SET PROBLEM. Print the material below word for word, keeping each line intact and in its original order.

== == ==

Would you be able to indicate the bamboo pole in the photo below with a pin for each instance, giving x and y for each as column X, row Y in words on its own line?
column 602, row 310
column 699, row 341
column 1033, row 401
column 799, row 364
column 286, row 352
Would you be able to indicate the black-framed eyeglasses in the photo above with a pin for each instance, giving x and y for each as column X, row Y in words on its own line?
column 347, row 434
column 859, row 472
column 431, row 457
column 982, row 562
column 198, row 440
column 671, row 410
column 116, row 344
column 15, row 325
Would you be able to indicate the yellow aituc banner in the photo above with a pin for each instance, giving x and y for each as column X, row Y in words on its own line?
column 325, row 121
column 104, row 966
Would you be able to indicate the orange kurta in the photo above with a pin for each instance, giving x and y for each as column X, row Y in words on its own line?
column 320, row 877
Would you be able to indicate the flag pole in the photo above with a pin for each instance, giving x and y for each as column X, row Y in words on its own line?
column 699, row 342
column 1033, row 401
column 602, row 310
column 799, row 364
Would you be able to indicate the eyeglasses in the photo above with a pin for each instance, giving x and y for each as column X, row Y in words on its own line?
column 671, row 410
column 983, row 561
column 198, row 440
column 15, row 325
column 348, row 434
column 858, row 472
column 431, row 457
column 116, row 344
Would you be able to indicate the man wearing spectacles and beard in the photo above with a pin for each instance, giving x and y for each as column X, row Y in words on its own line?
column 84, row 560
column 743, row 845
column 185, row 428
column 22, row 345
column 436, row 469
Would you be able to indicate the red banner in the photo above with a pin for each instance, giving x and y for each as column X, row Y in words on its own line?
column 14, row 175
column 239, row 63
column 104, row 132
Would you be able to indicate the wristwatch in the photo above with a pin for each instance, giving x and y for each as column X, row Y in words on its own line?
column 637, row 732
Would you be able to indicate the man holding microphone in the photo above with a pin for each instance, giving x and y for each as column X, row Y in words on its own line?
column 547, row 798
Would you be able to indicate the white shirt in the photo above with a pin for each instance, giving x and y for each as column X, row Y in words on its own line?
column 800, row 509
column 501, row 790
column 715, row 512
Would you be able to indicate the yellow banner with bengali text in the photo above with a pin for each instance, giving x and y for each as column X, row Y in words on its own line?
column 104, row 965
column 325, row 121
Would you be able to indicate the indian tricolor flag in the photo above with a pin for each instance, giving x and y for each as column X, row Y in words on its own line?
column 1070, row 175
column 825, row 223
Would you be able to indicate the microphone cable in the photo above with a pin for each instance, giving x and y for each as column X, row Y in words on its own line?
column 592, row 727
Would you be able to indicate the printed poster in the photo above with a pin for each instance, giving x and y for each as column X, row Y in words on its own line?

== == ==

RESULT FOR THIS TASK.
Would you be able to indicate the bamboo pole in the photo below with a pin for each instance, giving x and y for each as column X, row Y in words on its own line?
column 602, row 310
column 699, row 341
column 1033, row 401
column 799, row 364
column 286, row 352
Would you be able to indicate the black-framed eyeglasses in the photo above with a pin for each instance, giving x and y for each as column X, row Y in words on its own line?
column 347, row 434
column 859, row 472
column 431, row 457
column 982, row 562
column 198, row 440
column 671, row 410
column 116, row 344
column 15, row 325
Would you be able to indicate the yellow aituc banner in the photo above with a pin for each instance, giving x and y for each as column X, row Y in words on its own line?
column 325, row 121
column 104, row 966
Would you be able to indicate the orange kurta in the photo above with a pin for each instance, giving x and y for each as column X, row Y in words on its own line?
column 320, row 877
Would you be able to indicate the flag pole in the photo above with a pin for each instance, giving x and y for each as column X, row Y in words on its own line?
column 699, row 342
column 1033, row 401
column 602, row 310
column 799, row 364
Would you be able to indicate the eyeglasses in the photo above with a pin for each instance, giving x and y for each as column X, row Y in words on its own line?
column 671, row 410
column 983, row 561
column 198, row 440
column 15, row 325
column 348, row 434
column 858, row 472
column 431, row 457
column 116, row 344
Would you be able to indicate the man wearing spectacles and beard in the photo above with a pin for each instance, giving x and y for each as column X, row Y in words on its own line?
column 84, row 560
column 743, row 845
column 185, row 428
column 22, row 345
column 436, row 469
Would you be able to indicate the red banner in the photo above with a pin for each instance, giving x and y for each as column X, row Y in words on its own line?
column 14, row 175
column 239, row 63
column 104, row 132
Would you be able to indicate the wristwatch in the photo above with a pin for each instance, giving x and y for each as column X, row Y in words on its own line?
column 637, row 732
Would you be able to indicate the man holding microphone in the photo above with a pin for each instance, giving x and y for each as column X, row Y in words on its own line?
column 547, row 798
Would you be able to indicate the white shirt in the photo above with a pin for each instance, giving x and y for each as column X, row Y in words on its own line?
column 800, row 509
column 501, row 790
column 715, row 512
Would you be able to indicate the yellow banner with bengali text in the photo above with a pin for each instance, giving x and y for each as column X, row Y in words on its own line?
column 104, row 965
column 325, row 121
Would you be able to indicate the indian tricolor flag in the photo above with a pin for each instance, giving x and y for each as column X, row Y in words on its own line?
column 1070, row 175
column 825, row 223
Would you be able to indicate the microphone cable in the photo above with a pin for each instance, giving x and y for each as column X, row Y in words on its own line?
column 592, row 727
Would you be able to indicate the printed poster in the photo above with a pin for each instance, giving x and y for each as column X, row Y in words on its own line?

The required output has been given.